● WORK TO BE COMPLETED
Copy out the rows from the line with "Agricultural drone survey: scan the aerial photo for zebra mane." to the line with "0, 53, 27, 67", swapping "muddy water" for "murky water" and changing nothing else.

● INFORMATION SUPPLIED
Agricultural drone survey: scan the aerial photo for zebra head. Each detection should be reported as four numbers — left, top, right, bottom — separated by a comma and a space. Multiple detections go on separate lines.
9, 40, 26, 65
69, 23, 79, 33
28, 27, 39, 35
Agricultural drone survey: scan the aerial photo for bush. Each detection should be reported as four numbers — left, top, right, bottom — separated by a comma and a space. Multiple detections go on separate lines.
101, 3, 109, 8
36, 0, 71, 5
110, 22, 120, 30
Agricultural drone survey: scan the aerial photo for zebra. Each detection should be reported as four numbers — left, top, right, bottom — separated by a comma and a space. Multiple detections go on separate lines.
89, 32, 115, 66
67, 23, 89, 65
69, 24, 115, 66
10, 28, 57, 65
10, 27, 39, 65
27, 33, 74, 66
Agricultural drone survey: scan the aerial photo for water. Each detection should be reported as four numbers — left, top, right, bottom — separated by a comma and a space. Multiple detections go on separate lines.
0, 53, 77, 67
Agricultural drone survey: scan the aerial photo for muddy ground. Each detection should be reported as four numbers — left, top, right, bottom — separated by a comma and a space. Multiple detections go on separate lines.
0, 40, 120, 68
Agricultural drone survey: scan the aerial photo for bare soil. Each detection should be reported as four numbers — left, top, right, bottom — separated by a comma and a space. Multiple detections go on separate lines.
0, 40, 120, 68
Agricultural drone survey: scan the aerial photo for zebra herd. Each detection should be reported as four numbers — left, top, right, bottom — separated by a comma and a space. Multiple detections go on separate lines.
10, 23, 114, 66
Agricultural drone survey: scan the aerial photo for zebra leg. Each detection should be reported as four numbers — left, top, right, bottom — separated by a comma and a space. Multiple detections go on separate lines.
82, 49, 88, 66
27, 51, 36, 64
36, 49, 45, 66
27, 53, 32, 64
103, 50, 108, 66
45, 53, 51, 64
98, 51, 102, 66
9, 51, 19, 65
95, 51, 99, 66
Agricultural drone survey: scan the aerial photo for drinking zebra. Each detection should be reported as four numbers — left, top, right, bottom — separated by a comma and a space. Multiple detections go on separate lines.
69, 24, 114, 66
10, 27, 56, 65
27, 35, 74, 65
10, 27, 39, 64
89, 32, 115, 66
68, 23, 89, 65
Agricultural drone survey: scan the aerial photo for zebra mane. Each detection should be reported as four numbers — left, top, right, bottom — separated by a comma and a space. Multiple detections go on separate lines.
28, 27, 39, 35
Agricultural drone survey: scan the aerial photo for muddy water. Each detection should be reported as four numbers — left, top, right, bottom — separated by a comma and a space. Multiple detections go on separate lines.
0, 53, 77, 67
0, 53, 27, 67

...

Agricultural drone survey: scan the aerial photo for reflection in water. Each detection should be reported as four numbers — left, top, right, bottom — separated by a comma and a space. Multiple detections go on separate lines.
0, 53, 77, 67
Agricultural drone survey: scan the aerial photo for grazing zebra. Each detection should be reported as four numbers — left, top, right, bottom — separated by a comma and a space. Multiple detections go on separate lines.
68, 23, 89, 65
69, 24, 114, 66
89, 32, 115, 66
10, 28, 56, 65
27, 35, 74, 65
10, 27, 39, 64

● TASK RESULT
Agricultural drone survey: scan the aerial photo for zebra mane. Each detection should be reported as four numbers — left, top, right, bottom — separated by a comma and a space. Multiple detections go on separate lines.
28, 27, 39, 35
Agricultural drone survey: scan the aerial photo for murky water. Each detection should be reported as four numbers — left, top, right, bottom — separated by a comma and a space. Multiple detections go on separate lines.
0, 53, 77, 67
0, 53, 27, 67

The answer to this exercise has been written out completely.